Analysis of variance (ANOVA) uses the same conceptual framework as linear regression. The main difference comes from the nature of the explanatory variables: instead of quantitative, here they are qualitative. In ANOVA, explanatory variables are often called factors.
If p is the number of factors, the ANOVA model is written as follows:
yi = ß0 + Σj=1...q ßk(i,j),j + ei
where yi is the value observed for the dependent variable for observation i, k(i,j) is the index of the category of factor j for observation i and εi is the error of the model.
The hypotheses used in ANOVA are identical to those used in linear regression: the errors εi follow the same normal distribution N(0,s) and are independent. It is recommended to check retrospectively that the underlying hypotheses have been correctly verified. The normality of the residues can be checked by analyzing certain charts or by using a normality test. The independence of the residues can be checked by analyzing certain charts or by using the Durbin Watson test.
Options for ANOVA in XLSTAT
XLSTAT enables you to perform one and multiple way ANOVA (MANOVA). Interactions up to order 4 can be included in the model as well as nested and random effects.
XLSTAT can handle both balanced and unbalanced ANOVA.

* **REQUIRED TASK 1**: Summarize the passage on analysis of variance in two sentences.
* **REQUIRED TASK 2**: Rewrite the paragraph of the passage on analysis of variance that begins "The hypotheses used in ANOVA" as a bulleted list that keeps its main facts.

* **MATERIAL SHOWN**:
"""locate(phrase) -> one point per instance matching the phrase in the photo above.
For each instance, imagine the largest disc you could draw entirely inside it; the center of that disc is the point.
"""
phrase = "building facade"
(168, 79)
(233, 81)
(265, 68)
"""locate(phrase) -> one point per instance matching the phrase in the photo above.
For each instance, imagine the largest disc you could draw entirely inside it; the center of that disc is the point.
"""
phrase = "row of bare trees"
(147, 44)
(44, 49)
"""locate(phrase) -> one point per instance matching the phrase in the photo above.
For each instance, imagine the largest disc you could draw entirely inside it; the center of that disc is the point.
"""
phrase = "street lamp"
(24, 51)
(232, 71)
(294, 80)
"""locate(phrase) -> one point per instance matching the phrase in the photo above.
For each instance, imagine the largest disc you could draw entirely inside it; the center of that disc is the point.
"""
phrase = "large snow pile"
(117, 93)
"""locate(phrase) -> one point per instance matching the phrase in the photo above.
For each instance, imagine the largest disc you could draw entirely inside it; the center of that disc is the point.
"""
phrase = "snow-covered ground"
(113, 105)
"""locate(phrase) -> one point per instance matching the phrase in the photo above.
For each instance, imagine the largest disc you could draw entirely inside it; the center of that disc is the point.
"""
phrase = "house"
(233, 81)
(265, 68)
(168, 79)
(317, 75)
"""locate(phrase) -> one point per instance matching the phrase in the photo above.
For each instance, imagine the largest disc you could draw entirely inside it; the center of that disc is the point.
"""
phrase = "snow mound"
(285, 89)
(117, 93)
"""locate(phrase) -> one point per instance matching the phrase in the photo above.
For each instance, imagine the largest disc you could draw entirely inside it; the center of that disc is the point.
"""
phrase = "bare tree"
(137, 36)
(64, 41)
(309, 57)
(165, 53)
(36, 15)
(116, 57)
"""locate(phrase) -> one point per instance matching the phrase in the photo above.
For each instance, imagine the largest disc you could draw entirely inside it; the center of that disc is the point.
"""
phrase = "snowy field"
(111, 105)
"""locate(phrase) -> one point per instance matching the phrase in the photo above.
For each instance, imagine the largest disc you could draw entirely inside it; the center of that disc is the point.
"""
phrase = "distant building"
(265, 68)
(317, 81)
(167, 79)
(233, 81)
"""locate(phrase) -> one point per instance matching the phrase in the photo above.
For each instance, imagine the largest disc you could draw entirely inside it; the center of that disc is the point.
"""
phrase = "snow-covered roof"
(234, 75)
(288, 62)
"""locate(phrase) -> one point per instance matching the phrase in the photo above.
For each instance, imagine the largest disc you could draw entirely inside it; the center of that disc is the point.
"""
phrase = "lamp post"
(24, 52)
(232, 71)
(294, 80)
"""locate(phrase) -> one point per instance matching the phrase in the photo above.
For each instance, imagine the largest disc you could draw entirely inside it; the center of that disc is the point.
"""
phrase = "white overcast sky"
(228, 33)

* **RIGHT ANSWER 1**: Analysis of variance (ANOVA) shares the conceptual framework of linear regression but uses qualitative explanatory variables, often called factors, instead of quantitative ones, and it relies on the same hypotheses: errors that are independent and follow the same normal distribution. XLSTAT can run one and multiple way ANOVA, balanced or unbalanced, with interactions up to order 4 as well as nested and random effects.

* **RIGHT ANSWER 2**:
- ANOVA uses the same hypotheses as linear regression.
- The errors follow the same normal distribution and are independent.
- It is recommended to check afterward that these hypotheses were correctly verified.
- Normality of the residues can be checked with certain charts or a normality test.
- Independence of the residues can be checked with certain charts or the Durbin Watson test.